TASK TO CARRY OUT
Will you quote all of the entries, word for word?

[Start RECORDS FOR THIS TASK]

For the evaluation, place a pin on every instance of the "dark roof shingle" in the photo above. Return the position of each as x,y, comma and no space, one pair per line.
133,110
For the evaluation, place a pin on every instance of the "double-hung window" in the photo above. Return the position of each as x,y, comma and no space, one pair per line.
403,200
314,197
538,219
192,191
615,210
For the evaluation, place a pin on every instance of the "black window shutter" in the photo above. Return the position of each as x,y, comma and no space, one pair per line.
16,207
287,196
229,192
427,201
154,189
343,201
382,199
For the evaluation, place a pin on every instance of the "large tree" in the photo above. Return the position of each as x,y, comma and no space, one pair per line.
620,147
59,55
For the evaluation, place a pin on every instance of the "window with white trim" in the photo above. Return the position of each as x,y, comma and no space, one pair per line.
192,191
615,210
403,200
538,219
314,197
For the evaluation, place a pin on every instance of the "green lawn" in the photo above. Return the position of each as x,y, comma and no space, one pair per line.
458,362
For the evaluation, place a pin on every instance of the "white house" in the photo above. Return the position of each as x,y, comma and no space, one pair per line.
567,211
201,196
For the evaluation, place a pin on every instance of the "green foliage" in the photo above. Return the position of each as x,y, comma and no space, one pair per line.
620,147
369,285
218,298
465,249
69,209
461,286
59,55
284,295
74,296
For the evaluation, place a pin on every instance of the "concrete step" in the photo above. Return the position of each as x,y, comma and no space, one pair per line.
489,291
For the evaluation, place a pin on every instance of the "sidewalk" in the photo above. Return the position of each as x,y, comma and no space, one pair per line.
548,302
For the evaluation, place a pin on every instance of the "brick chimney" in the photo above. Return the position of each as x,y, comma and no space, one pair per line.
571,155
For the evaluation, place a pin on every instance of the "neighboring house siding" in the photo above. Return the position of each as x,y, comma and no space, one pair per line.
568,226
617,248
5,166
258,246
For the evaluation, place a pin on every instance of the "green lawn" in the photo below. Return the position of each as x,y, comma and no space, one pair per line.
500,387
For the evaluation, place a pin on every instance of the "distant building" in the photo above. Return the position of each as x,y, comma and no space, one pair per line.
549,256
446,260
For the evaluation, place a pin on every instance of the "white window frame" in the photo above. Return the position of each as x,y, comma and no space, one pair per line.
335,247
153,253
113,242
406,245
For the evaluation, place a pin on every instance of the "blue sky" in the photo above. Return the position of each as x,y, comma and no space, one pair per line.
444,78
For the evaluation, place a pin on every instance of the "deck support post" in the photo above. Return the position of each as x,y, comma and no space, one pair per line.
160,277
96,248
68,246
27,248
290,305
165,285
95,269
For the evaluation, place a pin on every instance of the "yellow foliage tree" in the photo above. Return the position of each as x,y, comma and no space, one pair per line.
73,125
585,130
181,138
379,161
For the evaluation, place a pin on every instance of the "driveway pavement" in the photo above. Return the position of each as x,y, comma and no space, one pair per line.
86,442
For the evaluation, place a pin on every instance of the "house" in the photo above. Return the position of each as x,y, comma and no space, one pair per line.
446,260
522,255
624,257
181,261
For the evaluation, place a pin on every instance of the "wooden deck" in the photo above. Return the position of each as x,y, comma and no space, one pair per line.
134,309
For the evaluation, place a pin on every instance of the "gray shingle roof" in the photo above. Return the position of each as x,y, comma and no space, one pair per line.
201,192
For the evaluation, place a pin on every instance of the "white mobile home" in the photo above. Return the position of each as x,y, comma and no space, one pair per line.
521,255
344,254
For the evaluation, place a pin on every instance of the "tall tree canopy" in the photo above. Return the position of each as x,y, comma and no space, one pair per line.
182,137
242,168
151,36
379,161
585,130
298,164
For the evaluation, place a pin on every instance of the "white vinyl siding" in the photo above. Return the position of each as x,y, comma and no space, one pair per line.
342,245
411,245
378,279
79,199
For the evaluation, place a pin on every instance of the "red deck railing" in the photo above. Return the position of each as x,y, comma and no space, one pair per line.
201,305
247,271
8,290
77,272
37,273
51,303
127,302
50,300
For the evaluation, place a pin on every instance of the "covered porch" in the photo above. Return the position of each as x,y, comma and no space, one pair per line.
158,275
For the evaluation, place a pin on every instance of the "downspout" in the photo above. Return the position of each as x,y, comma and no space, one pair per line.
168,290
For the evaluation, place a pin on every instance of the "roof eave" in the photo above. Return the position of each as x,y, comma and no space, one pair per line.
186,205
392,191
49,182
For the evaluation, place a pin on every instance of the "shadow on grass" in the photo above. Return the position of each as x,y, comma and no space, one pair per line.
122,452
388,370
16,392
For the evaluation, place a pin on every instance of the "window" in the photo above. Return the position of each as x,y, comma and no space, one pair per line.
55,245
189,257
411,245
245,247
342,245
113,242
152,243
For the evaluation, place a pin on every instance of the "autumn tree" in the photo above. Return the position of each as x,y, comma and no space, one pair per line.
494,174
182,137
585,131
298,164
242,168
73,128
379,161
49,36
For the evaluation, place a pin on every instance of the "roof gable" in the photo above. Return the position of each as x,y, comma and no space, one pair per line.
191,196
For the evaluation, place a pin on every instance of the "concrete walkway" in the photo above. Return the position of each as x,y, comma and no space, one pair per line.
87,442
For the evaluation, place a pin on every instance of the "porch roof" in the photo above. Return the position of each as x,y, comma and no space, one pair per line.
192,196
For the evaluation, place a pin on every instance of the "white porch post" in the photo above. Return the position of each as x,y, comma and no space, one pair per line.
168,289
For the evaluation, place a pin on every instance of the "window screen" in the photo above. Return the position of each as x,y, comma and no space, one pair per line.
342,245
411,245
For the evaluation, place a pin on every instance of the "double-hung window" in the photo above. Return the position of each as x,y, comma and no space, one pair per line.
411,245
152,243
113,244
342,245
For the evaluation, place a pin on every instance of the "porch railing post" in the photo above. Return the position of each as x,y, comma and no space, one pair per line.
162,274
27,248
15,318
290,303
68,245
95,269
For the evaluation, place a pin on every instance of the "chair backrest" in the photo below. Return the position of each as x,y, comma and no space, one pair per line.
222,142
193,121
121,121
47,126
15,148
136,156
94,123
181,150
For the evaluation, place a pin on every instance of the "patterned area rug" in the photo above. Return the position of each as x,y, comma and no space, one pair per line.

[End RECORDS FOR THIS TASK]

TASK RESPONSE
For the evaluation, place a pin on every instance of the "dark roof shingle" in the photo above. Return the position of each as x,y, comma and no space, one pair per line.
133,110
For the evaluation, place a pin on every instance of the "double-hung window" in the photo above. Return the position of each as x,y, comma and no space, one pair per line.
403,200
314,197
538,219
192,191
615,210
For the evaluation, place a pin on every instance of the "black window shutter" in the photo above. Return the position of each as x,y, comma and no space, one pair per line.
16,207
287,196
229,192
427,201
154,189
343,201
382,199
For the evaluation, place a pin on every instance of the "large tree" in the photo above. Return the position of each as x,y, comma and no space, one pair per line.
620,147
59,55
For the evaluation, place a pin on every instance of the "window with white trim" in the photo above. Return the position of each as x,y, comma and no space, one pair per line.
192,191
615,210
403,200
538,219
314,197
For the evaluation, place a pin on every instance of the "green lawn" in the photo above. Return the position of each as x,y, comma and no space, one pair per line.
458,362
For the evaluation, place a pin on every instance of the "white house" in the photo above. Return the position of each as x,y, comma and no space, one pair per line.
567,211
201,196
For the evaluation, place a pin on every instance of the "green foliage" in the photo above. Return the position of each as x,y, comma and no space, one pair per line.
620,147
369,285
218,298
465,249
69,209
461,286
59,55
284,295
74,296
For the evaluation, place a pin on every instance of the "concrete step" in the photo above. Return the position of each as x,y, comma and no space, one pair per line.
489,291
For the evaluation, place a pin on every instance of the "sidewalk" in the photo above. Return the position of each as x,y, comma and no space, one pair per line.
548,302
For the evaluation, place a pin on every instance of the "brick chimney" in the photo above. Return the position of each as x,y, comma and no space, one pair per line.
571,155
For the evaluation, place a pin on every instance of the "neighboring house siding" in the photo above. Return the position of each as x,y, comma and no space, one pair per line.
568,226
617,248
5,166
258,246
For the evaluation, place a pin on every instance of the "green lawn" in the photo below. Return the position of each as x,y, comma and no space, one pair per line.
500,387
For the evaluation, place a pin on every instance of the "distant building" in the photo above. Return the position of each as x,y, comma and no space, one pair per line.
549,256
446,260
For the evaluation, place a pin on every instance of the "white window frame" in the photo above. Return the position of each as x,y, comma and no space, one pair per line.
335,247
153,253
113,242
406,245
For the evaluation, place a pin on every instance of the "blue sky" in the photo above. Return the position of each as x,y, comma and no space, one pair per line.
444,78
For the evaluation, place a pin on every instance of the "deck support post" in the photo above. Return the position of each as x,y, comma and no space, one pair per line.
160,277
96,248
68,246
27,248
290,305
165,285
95,269
For the evaluation, place a pin on every instance of the "yellow foliage tree" in the photo above. Return the position of each as x,y, comma and no space, one pair per line.
73,125
585,130
181,138
379,161
For the evaluation, place a pin on every instance of the "driveway pavement" in the photo above. Return the position of each as x,y, comma and no space, one pair per line.
86,442
For the evaluation, place a pin on every instance of the "house" in the photo above. Return the position of each as x,y, comma and no space, one pair per line.
446,260
522,255
624,257
181,261
For the evaluation, place a pin on every instance of the "wooden deck" in the photo above. Return the position of each as x,y, comma and no space, one pair per line.
134,309
For the evaluation, place a pin on every instance of the "gray shingle roof" in the photo above. Return the position of each as x,y, comma and no space, one pair per line.
201,192
For the evaluation, place a pin on every instance of the "white mobile home" in the photo above. Return the position of each as x,y, comma and no space, one pair per line.
521,255
344,254
For the evaluation, place a pin on every instance of the "tall tree canopy" in the photo above. Return the position of each as x,y, comma and no space, one pair per line.
182,137
242,168
151,36
379,161
585,130
298,164
For the evaluation, place a pin on every instance of the "white vinyl siding" in the photo above. Return the position of each as x,y, comma and no space, one pair per line.
342,245
411,245
378,279
79,199
For the evaluation, place a pin on every instance of the "red deck railing" in the photo above. Return the position of each as x,y, comma and no space, one pair per line.
201,305
247,271
8,290
77,272
37,273
51,303
127,302
50,300
For the evaluation, place a pin on every instance of the "covered porch" in the photo above. Return the position of each as x,y, comma and no space, one pair per line.
158,275
For the evaluation, place a pin on every instance of the "downspout" in the photo above. Return the position of each as x,y, comma and no space, one pair per line.
168,290
For the evaluation, place a pin on every instance of the "roof eave" in the photo above. Return the position of each as x,y, comma and no space, one pair per line.
186,205
392,191
49,182
For the evaluation, place a pin on every instance of the "shadow on grass" in the photo above. Return the position of each as x,y, comma and no space, one pair per line.
122,452
388,370
16,392
For the evaluation, place a pin on every instance of the "window" in the photo above. Return the position of each as x,y, comma and no space, one pair per line.
55,245
189,257
411,245
245,247
342,245
113,242
152,243
For the evaluation, place a pin on every instance of the "autumn tree" in the photo above. Return the position of each as x,y, comma and no space, one pair per line.
494,174
182,137
585,131
298,164
242,168
73,128
379,161
49,36
For the evaluation, place a pin on every instance of the "roof gable" in the photo above. Return the position of each as x,y, comma and no space, one pair per line.
191,196
For the evaluation, place a pin on every instance of the "concrete walkway" in the photo above. Return the position of each as x,y, comma and no space, one pair per line.
87,442
For the evaluation, place a pin on every instance of the "porch roof" in the photo above. Return the position of each as x,y, comma and no space, one pair per line.
192,196
For the evaluation, place a pin on every instance of the "white porch post" in the photo above. Return the position of each as x,y, comma and no space, one pair per line.
168,289
For the evaluation, place a pin on every instance of the "window screen" in the photo above. Return the position of each as x,y, comma and no space, one pair per line.
342,245
411,245
For the evaluation, place a pin on every instance of the "double-hung window" in the photo above. Return the position of each as x,y, comma and no space, one pair per line.
411,245
152,243
113,244
342,245
For the evaluation, place a pin on every instance of the "porch railing post" in the photo above. Return the position of each as x,y, comma and no space, one pair per line.
162,274
27,248
15,318
290,303
68,245
95,269
For the evaluation, place a pin on every instance of the "chair backrest" in the photo below. Return the position of each as x,y, comma and no space, one pair per line.
222,142
193,121
121,121
47,126
15,148
136,156
94,123
181,150
For the evaluation, place a pin on every instance of the "patterned area rug" in the photo above. Return the position of each as x,y, comma and no space, one pair per line.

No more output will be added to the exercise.